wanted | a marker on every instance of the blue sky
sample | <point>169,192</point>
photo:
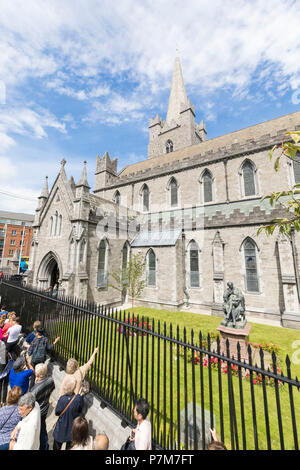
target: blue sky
<point>81,77</point>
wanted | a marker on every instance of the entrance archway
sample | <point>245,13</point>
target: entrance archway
<point>50,271</point>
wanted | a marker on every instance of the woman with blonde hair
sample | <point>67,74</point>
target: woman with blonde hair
<point>9,416</point>
<point>72,368</point>
<point>68,407</point>
<point>81,440</point>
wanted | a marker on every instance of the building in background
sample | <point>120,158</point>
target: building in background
<point>15,239</point>
<point>192,207</point>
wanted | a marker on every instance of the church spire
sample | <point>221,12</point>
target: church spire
<point>45,191</point>
<point>177,94</point>
<point>83,179</point>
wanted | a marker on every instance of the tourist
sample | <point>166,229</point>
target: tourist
<point>101,442</point>
<point>20,373</point>
<point>3,356</point>
<point>81,440</point>
<point>32,335</point>
<point>9,416</point>
<point>79,373</point>
<point>3,310</point>
<point>2,320</point>
<point>8,323</point>
<point>13,335</point>
<point>39,347</point>
<point>216,444</point>
<point>42,390</point>
<point>68,407</point>
<point>142,433</point>
<point>26,435</point>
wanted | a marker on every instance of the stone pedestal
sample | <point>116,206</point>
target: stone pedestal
<point>234,336</point>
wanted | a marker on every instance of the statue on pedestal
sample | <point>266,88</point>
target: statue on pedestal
<point>234,307</point>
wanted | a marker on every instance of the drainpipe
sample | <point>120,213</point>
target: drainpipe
<point>184,272</point>
<point>295,261</point>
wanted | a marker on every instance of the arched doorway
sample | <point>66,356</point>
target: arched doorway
<point>50,271</point>
<point>54,277</point>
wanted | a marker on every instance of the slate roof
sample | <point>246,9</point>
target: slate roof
<point>156,238</point>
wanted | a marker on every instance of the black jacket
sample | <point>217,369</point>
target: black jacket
<point>42,391</point>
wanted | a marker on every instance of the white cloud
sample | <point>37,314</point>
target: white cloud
<point>25,121</point>
<point>221,43</point>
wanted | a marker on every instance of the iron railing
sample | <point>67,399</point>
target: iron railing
<point>189,384</point>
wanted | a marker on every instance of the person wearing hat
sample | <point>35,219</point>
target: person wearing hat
<point>20,374</point>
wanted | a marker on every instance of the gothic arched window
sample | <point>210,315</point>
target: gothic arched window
<point>51,227</point>
<point>250,250</point>
<point>174,192</point>
<point>72,248</point>
<point>59,225</point>
<point>117,198</point>
<point>248,174</point>
<point>145,196</point>
<point>151,268</point>
<point>169,146</point>
<point>102,264</point>
<point>82,251</point>
<point>194,264</point>
<point>207,183</point>
<point>296,168</point>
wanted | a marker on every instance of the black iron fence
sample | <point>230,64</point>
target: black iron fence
<point>190,385</point>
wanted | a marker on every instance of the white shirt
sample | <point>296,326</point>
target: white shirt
<point>30,426</point>
<point>143,439</point>
<point>13,333</point>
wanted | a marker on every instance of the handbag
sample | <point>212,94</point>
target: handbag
<point>63,411</point>
<point>85,385</point>
<point>128,445</point>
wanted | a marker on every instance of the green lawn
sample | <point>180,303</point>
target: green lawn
<point>283,337</point>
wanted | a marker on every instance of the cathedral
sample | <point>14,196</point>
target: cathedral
<point>192,208</point>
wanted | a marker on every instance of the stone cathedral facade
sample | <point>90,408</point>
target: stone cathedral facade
<point>192,208</point>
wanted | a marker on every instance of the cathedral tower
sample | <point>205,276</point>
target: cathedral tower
<point>179,130</point>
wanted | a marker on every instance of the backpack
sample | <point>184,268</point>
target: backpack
<point>39,351</point>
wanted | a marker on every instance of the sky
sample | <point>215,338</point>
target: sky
<point>82,77</point>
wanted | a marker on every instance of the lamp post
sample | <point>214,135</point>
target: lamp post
<point>21,251</point>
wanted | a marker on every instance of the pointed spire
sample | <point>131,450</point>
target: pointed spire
<point>45,191</point>
<point>83,180</point>
<point>177,94</point>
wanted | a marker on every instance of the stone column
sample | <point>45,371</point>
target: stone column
<point>291,313</point>
<point>218,275</point>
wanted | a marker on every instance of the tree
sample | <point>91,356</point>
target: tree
<point>291,203</point>
<point>131,277</point>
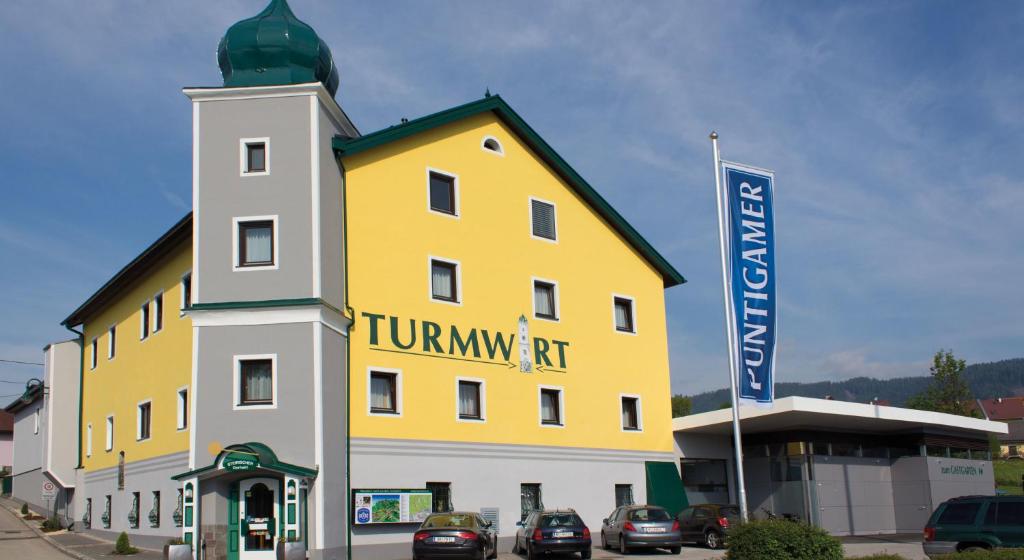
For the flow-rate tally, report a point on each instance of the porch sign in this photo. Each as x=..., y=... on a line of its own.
x=751, y=253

The request:
From the data above, write out everything exactly except the pictures.

Reply:
wanted | a marker on every instance of the blue sky
sample | <point>169,192</point>
photo:
target: blue sky
<point>81,77</point>
wanted | a marker on every instance of the entrance archway
sample | <point>245,13</point>
target: entrance archway
<point>50,271</point>
wanted | a marker on every instance of the woman with blonde hair
sample | <point>67,74</point>
target: woman with blonde hair
<point>9,416</point>
<point>72,368</point>
<point>68,407</point>
<point>81,440</point>
wanted | a marker on every instance of the building in background
sample | <point>120,158</point>
target: building in background
<point>15,239</point>
<point>192,207</point>
wanted | a marker on every instance of the church spire
sample | <point>221,12</point>
target: church spire
<point>45,191</point>
<point>177,94</point>
<point>83,179</point>
wanted | a marker on every instance of the tourist
sample | <point>166,229</point>
target: tourist
<point>101,442</point>
<point>20,373</point>
<point>3,356</point>
<point>81,440</point>
<point>32,335</point>
<point>9,416</point>
<point>79,373</point>
<point>3,310</point>
<point>2,320</point>
<point>8,323</point>
<point>13,335</point>
<point>39,347</point>
<point>216,444</point>
<point>42,390</point>
<point>68,407</point>
<point>142,433</point>
<point>26,435</point>
wanted | a marker on every instance of the stone pedestal
sample | <point>116,206</point>
target: stone pedestal
<point>234,336</point>
wanted | a marker on every instance of the statue on pedestal
sample | <point>266,88</point>
target: statue on pedestal
<point>234,307</point>
wanted | a marker on every instance of the drainpipe
sample | <point>120,213</point>
target: drainpipe
<point>184,272</point>
<point>295,261</point>
wanted | a marker on every instance of the arched doorway
sample | <point>66,356</point>
target: arched doorway
<point>50,271</point>
<point>54,277</point>
wanted | a marker on every instance of the slate roof
sample | <point>246,9</point>
target: slate roof
<point>156,238</point>
wanted | a marker on every instance of the black jacket
sample | <point>217,369</point>
target: black jacket
<point>42,391</point>
wanted | a marker on every instance of the white cloud
sample | <point>37,314</point>
target: white cloud
<point>25,121</point>
<point>221,43</point>
wanted | a marker on every instance of the iron railing
sample | <point>67,399</point>
target: iron railing
<point>189,384</point>
wanted | a marker on every instance of the person wearing hat
sample | <point>35,219</point>
target: person wearing hat
<point>20,374</point>
wanted | a marker on every instance of the gothic arched window
sample | <point>210,315</point>
target: gothic arched window
<point>51,227</point>
<point>250,250</point>
<point>174,192</point>
<point>72,248</point>
<point>59,225</point>
<point>117,198</point>
<point>248,174</point>
<point>145,196</point>
<point>151,268</point>
<point>169,146</point>
<point>102,264</point>
<point>82,251</point>
<point>194,264</point>
<point>207,183</point>
<point>296,168</point>
wanted | a marker on every instance of the black iron fence
sample | <point>230,64</point>
target: black iron fence
<point>190,385</point>
wanted | a marker on every instance of the white shirt
sample | <point>296,326</point>
target: white shirt
<point>30,426</point>
<point>143,439</point>
<point>13,333</point>
wanted | a marker on every instance of the handbag
sample | <point>212,94</point>
target: handbag
<point>63,411</point>
<point>85,385</point>
<point>128,445</point>
wanted | a marker on every instance of the green lawn
sample | <point>180,303</point>
target: green lawn
<point>283,337</point>
wanted | a marker on every instance of the cathedral
sample | <point>14,196</point>
target: cathedral
<point>192,208</point>
wanted | a marker on every instance of the stone cathedral facade
sample | <point>90,408</point>
target: stone cathedral facade
<point>192,208</point>
wanted | a marker on every instance of the cathedral tower
sample | <point>205,276</point>
target: cathedral tower
<point>179,130</point>
wanted | a marker on every instance of the backpack
sample | <point>184,268</point>
target: backpack
<point>39,351</point>
wanted | a marker on every instance of the sky
sample | <point>215,338</point>
target: sky
<point>82,77</point>
wanted | a marker on every instance of the lamp post
sample | <point>214,135</point>
target: lamp post
<point>21,251</point>
wanted | a marker on every instance of the pointed spire
sample | <point>131,450</point>
target: pointed spire
<point>45,191</point>
<point>83,180</point>
<point>177,94</point>
wanted | a marker on every instance of the stone column
sample | <point>45,371</point>
target: stone column
<point>291,313</point>
<point>218,275</point>
wanted | a marker on every instance of the tree
sample | <point>91,356</point>
target: tree
<point>291,203</point>
<point>131,277</point>
For the flow-rate tally, report a point on each instance of the porch sign in this photo. Each as x=..., y=... on a line of its own.
x=751, y=253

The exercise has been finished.